*Directions*: Count the lines below that contain the string "target", treating case as significant, and give only the number.

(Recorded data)
────────────────

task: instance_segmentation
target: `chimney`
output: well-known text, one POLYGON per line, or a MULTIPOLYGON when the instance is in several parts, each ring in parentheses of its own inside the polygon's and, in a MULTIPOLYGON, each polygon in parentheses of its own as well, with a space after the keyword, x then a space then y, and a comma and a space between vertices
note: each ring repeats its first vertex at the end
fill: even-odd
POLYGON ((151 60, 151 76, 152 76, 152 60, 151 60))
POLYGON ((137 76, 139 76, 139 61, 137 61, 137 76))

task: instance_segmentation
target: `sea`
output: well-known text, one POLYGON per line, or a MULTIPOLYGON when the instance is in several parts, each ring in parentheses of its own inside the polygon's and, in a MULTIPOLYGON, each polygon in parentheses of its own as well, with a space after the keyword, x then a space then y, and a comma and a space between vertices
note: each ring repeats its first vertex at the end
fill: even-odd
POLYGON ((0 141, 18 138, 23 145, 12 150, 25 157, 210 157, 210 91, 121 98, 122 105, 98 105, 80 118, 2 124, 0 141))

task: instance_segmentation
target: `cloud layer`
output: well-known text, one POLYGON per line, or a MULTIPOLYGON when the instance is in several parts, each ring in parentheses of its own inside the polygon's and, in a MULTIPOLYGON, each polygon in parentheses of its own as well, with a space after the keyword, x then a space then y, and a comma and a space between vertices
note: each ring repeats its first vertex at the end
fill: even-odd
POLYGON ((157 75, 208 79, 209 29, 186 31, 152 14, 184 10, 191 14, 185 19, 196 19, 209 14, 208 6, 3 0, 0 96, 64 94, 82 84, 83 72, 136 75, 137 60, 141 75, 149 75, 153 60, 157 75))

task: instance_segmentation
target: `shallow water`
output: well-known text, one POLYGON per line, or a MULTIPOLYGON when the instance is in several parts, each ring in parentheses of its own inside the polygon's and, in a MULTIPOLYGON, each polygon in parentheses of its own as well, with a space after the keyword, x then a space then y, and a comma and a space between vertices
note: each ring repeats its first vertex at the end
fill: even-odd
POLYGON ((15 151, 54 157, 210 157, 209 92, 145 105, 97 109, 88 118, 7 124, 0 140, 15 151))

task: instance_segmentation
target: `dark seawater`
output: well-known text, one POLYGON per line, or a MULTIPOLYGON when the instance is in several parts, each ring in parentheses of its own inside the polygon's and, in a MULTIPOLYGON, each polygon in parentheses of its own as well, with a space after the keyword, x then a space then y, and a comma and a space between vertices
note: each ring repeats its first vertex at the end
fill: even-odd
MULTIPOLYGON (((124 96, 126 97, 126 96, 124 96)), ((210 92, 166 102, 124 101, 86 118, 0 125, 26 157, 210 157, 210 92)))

────────────────

*Response below*: 5